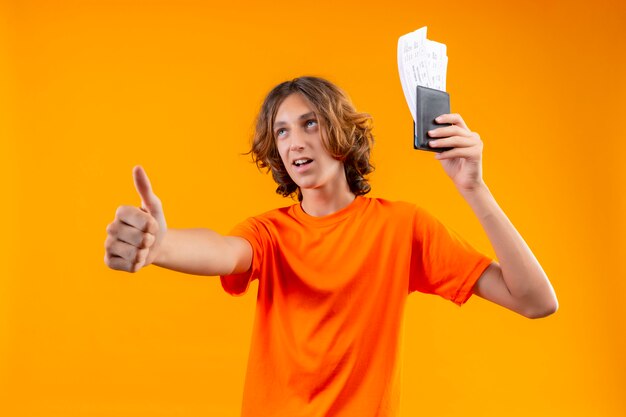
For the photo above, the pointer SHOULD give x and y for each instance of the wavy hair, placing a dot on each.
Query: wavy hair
(347, 133)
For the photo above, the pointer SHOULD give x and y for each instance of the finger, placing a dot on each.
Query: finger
(442, 132)
(117, 263)
(124, 250)
(137, 218)
(467, 153)
(130, 235)
(452, 142)
(121, 264)
(149, 200)
(452, 118)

→ **Short exercise**: Extract every line of text from the material above and reproduce each one word for word, leaving out the pictures.

→ **Full output**:
For the photo above, the pointer SHOULD give x and y for each instance of the wavy hair, placing a dot on each.
Query: wavy hair
(347, 133)
For the photo above, the pointer SHOULD give x and y for each instance of the finger, placing a dot on each.
Query: finger
(442, 132)
(117, 263)
(124, 250)
(137, 218)
(467, 153)
(130, 235)
(452, 142)
(121, 264)
(149, 200)
(452, 118)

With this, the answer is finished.